→ Try it:
Top to bottom, give the entries again exactly as written.

─── Data to examine

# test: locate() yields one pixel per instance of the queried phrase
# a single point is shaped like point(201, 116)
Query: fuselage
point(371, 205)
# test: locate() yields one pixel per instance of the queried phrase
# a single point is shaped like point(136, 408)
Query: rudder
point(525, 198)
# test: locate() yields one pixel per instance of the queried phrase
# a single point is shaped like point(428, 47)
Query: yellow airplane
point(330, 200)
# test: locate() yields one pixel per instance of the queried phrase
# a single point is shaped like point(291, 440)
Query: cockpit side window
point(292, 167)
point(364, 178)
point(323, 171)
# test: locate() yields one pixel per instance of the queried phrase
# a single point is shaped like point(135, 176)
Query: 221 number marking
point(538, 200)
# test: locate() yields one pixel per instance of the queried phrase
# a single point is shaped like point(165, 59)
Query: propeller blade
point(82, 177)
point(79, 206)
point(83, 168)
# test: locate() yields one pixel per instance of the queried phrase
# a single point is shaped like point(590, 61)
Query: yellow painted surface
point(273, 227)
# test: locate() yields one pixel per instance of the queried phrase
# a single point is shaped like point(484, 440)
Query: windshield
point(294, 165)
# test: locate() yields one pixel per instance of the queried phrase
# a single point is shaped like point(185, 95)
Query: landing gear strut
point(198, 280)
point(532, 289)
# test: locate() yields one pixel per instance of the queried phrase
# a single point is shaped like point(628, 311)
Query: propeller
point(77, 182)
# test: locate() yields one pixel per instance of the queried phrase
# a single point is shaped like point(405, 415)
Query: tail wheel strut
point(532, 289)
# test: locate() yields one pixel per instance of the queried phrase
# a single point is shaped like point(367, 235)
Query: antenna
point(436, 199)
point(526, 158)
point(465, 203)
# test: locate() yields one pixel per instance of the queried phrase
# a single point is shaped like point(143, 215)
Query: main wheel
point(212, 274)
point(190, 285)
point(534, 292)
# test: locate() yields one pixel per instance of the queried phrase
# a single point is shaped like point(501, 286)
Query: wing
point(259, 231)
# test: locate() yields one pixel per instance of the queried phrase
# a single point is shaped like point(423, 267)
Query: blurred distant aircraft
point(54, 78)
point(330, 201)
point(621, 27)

──────

→ Task solution:
# test: locate() yields one pixel per instance of the queried phrase
# a single point is shaped like point(201, 116)
Query: fuselage
point(371, 205)
# test: locate() yields one pixel per instance of the queried phrase
# a single point is shaped like point(136, 408)
Query: rudder
point(525, 198)
# test: locate() yields one pixel per instance of the queried phrase
# a single point is shaped like point(428, 47)
Query: yellow airplane
point(330, 200)
# test: locate() yields one pixel per instance of the queried phrase
# a single point is shaped like point(291, 440)
Query: cockpit side window
point(292, 167)
point(364, 178)
point(323, 171)
# test: locate() yields one pixel per instance of the queried phrase
# a single point is shaped like point(135, 176)
Query: 221 number marking
point(538, 200)
# test: locate() yields one pixel per instance of the queried phrase
# a single point is shaped like point(165, 59)
Query: propeller blade
point(82, 177)
point(79, 206)
point(83, 168)
# test: locate() yields one pixel per instance of the queried phrase
# a single point is shaped like point(590, 61)
Query: yellow painted surface
point(273, 227)
# test: locate() yields one pixel per instance of the queried phrase
# a single point is shaped like point(484, 440)
Query: windshield
point(294, 165)
# test: locate() yields one pixel per instance of the queried phrase
# a single point is shaped like point(185, 95)
Query: landing gear strut
point(198, 280)
point(532, 289)
# test: locate() yields one pixel per instance of the queried phrase
# a single point is shaped like point(628, 311)
Query: propeller
point(77, 182)
# test: locate() yields one pixel per instance of the queried phrase
# a single point is shaped like point(405, 415)
Query: tail wheel strut
point(532, 289)
# test: locate() yields one pixel per instance of the queried phrase
# a single point is shaped like point(367, 235)
Query: antenna
point(436, 199)
point(526, 158)
point(465, 203)
# test: locate() yields one pixel per instance of the queried phrase
# a single point is shaped like point(143, 215)
Query: main wheel
point(212, 274)
point(190, 285)
point(534, 292)
# test: locate() yields one pixel per instance of the queried phrase
# a single point is shaped like point(501, 286)
Query: wing
point(259, 231)
# test: locate() yields one pixel per instance of the queried phrase
# a single point is shaped like point(423, 267)
Query: blurred distant aircraft
point(54, 78)
point(330, 201)
point(621, 27)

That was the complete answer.